Task goal: Please repeat the material below word for word, leaving out the pictures.

Raw records:
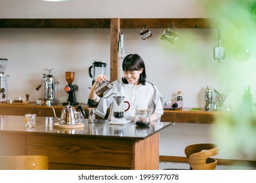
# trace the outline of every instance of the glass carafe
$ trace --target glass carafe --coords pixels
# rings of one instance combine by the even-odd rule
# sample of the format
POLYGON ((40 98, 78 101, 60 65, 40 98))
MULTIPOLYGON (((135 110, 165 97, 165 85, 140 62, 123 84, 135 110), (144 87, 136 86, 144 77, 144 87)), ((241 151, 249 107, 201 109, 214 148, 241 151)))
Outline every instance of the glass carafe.
POLYGON ((129 110, 130 103, 125 101, 123 96, 114 96, 114 117, 115 118, 122 118, 124 116, 124 112, 129 110), (125 109, 125 103, 128 104, 128 107, 125 109))
POLYGON ((139 126, 148 126, 150 124, 150 109, 136 109, 135 124, 139 126))

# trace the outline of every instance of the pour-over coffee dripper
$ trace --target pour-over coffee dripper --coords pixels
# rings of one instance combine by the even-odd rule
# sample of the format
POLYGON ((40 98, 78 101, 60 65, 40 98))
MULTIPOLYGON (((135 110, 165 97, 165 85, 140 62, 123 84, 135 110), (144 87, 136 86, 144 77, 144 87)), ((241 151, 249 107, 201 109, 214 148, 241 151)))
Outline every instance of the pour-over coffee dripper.
POLYGON ((119 122, 125 121, 124 118, 124 112, 127 111, 130 108, 130 103, 125 101, 123 96, 114 96, 114 114, 111 120, 114 122, 119 122), (125 103, 128 105, 128 107, 125 109, 125 103))

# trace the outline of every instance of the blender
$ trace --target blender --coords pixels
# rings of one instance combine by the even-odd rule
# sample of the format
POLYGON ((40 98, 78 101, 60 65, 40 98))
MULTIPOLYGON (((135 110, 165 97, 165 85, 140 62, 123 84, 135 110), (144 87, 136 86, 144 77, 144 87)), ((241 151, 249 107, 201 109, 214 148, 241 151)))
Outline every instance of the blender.
POLYGON ((0 102, 7 102, 8 99, 7 78, 5 75, 5 69, 7 59, 0 58, 0 102))
MULTIPOLYGON (((101 61, 95 61, 93 65, 89 67, 89 75, 93 78, 92 85, 95 82, 96 78, 99 75, 106 75, 106 69, 107 64, 101 61), (93 71, 92 71, 93 70, 93 71)), ((89 106, 96 106, 97 103, 88 99, 87 104, 89 106)))

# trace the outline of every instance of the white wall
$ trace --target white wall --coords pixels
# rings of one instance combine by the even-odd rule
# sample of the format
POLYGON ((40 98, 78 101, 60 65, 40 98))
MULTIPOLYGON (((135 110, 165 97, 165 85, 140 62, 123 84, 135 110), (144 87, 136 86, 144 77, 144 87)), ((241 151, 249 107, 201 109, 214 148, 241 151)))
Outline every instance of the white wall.
MULTIPOLYGON (((127 1, 117 0, 72 0, 49 3, 39 0, 0 0, 0 18, 209 16, 202 6, 206 0, 148 1, 131 0, 127 3, 127 1)), ((204 90, 207 84, 221 92, 225 88, 231 89, 226 105, 235 106, 240 103, 244 87, 248 85, 251 86, 253 101, 255 101, 255 46, 251 44, 255 42, 254 29, 246 29, 244 41, 250 50, 250 58, 245 63, 236 61, 233 58, 234 49, 242 42, 241 32, 232 31, 228 26, 223 30, 222 42, 226 48, 226 56, 221 63, 213 57, 213 47, 218 45, 217 29, 177 29, 179 38, 174 45, 160 40, 163 29, 151 31, 153 37, 142 41, 139 37, 140 29, 121 29, 125 36, 125 51, 126 54, 137 53, 142 56, 146 63, 148 78, 158 86, 167 101, 175 100, 177 91, 181 90, 184 107, 203 107, 204 90)), ((35 88, 43 82, 42 70, 54 68, 53 74, 60 82, 58 92, 56 92, 60 102, 67 99, 68 94, 63 90, 67 84, 65 72, 72 70, 75 72, 74 84, 79 86, 77 101, 86 103, 88 88, 91 85, 88 68, 94 60, 108 63, 109 77, 110 29, 0 29, 0 58, 9 59, 5 74, 9 75, 10 97, 15 99, 22 95, 25 99, 25 95, 29 93, 32 101, 41 97, 42 88, 36 91, 35 88)), ((211 126, 179 124, 165 129, 161 133, 161 154, 184 156, 183 149, 187 144, 216 142, 209 133, 205 133, 211 126), (171 148, 167 149, 168 146, 171 148)), ((222 155, 221 152, 220 156, 221 158, 230 158, 228 154, 222 155)), ((238 157, 240 158, 239 155, 238 157)))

Answer to this task:
# trace the outline of every instance of the glass carafe
$ trace --target glass carafe --coords pixels
# rings of one instance combine by the even-odd rule
# sample of the format
POLYGON ((40 98, 78 101, 60 65, 40 98))
MULTIPOLYGON (((135 110, 165 97, 165 85, 140 62, 123 84, 135 110), (144 87, 136 86, 144 77, 144 87)), ((241 151, 249 107, 201 109, 214 148, 241 151)))
Outline every instance of the glass carafe.
POLYGON ((129 110, 130 103, 125 101, 123 96, 114 96, 114 117, 115 118, 122 118, 124 116, 124 112, 129 110), (125 109, 125 103, 128 104, 128 107, 125 109))
POLYGON ((139 126, 148 126, 150 124, 150 109, 136 109, 135 124, 139 126))

# trace the outline of every instance of the pour-over coffee dripper
$ trace --target pour-over coffee dripper --coords pixels
# rings of one instance combine by the even-odd rule
# sample of the format
POLYGON ((40 98, 78 101, 60 65, 40 98))
MULTIPOLYGON (((135 110, 165 97, 165 85, 140 62, 123 84, 135 110), (144 87, 136 86, 144 77, 144 87)), ((241 151, 249 107, 201 109, 214 148, 241 151)))
Outline every instance of the pour-over coffee dripper.
POLYGON ((119 122, 125 121, 124 118, 124 112, 127 111, 130 108, 130 103, 125 101, 123 96, 114 96, 114 114, 111 120, 114 122, 119 122), (125 103, 128 105, 128 107, 125 109, 125 103))

# trace the outline of every instance of the blender
$ trace --target blender --coords pixels
# rings of one instance combine by the even-odd rule
# sample of the format
POLYGON ((40 98, 78 101, 60 65, 40 98))
MULTIPOLYGON (((135 110, 165 97, 165 85, 140 62, 123 84, 135 110), (144 87, 136 86, 144 77, 144 87)), ((241 151, 249 107, 201 109, 214 148, 241 151)))
Outline every instance of the blender.
POLYGON ((0 102, 7 102, 8 99, 7 78, 5 75, 5 69, 7 59, 0 58, 0 102))
MULTIPOLYGON (((101 61, 95 61, 93 65, 89 67, 89 75, 93 78, 92 85, 95 82, 96 78, 99 75, 106 75, 106 69, 107 64, 101 61), (93 71, 92 71, 93 70, 93 71)), ((89 106, 96 106, 97 103, 88 99, 87 104, 89 106)))

# trace the outline of every instance of the white wall
$ trace --target white wall --coords pixels
# rings of one instance combine by the even-odd rule
# sample of the format
POLYGON ((40 98, 78 101, 60 65, 40 98))
MULTIPOLYGON (((135 110, 165 97, 165 85, 140 62, 123 84, 135 110), (144 87, 136 86, 144 77, 144 87)), ((241 151, 249 107, 201 109, 214 148, 241 151)))
Outline every instance of the white wall.
MULTIPOLYGON (((127 1, 117 0, 72 0, 49 3, 39 0, 0 0, 0 18, 209 16, 202 6, 206 0, 148 1, 131 0, 127 3, 127 1)), ((204 90, 207 84, 221 92, 225 88, 231 89, 226 105, 235 106, 240 103, 244 87, 248 85, 251 86, 253 101, 255 101, 255 46, 251 44, 255 42, 254 29, 246 29, 244 41, 250 50, 250 58, 245 63, 236 61, 233 58, 234 49, 242 42, 241 32, 232 31, 228 26, 223 30, 222 42, 226 48, 226 56, 221 63, 213 57, 213 47, 218 45, 217 29, 177 29, 179 38, 174 45, 160 40, 163 29, 151 31, 153 37, 142 41, 139 37, 140 29, 121 29, 125 36, 125 51, 126 54, 137 53, 142 56, 146 63, 148 78, 158 86, 167 101, 175 100, 177 91, 181 90, 184 107, 203 107, 204 90)), ((35 88, 43 82, 42 70, 54 68, 53 74, 60 82, 58 92, 56 92, 60 102, 67 99, 68 94, 63 90, 67 84, 65 72, 72 70, 75 72, 74 84, 79 86, 77 101, 86 103, 88 88, 91 85, 88 68, 94 60, 108 63, 109 77, 110 29, 0 29, 0 58, 9 59, 5 74, 9 75, 10 97, 15 99, 22 95, 25 99, 25 95, 29 93, 32 101, 41 97, 42 88, 36 91, 35 88)), ((211 126, 179 124, 165 129, 161 133, 161 154, 184 156, 183 149, 187 144, 216 142, 209 133, 205 133, 211 126), (171 148, 167 149, 168 146, 171 148)), ((222 155, 221 152, 220 156, 221 158, 230 158, 228 154, 222 155)), ((238 157, 240 158, 239 155, 238 157)))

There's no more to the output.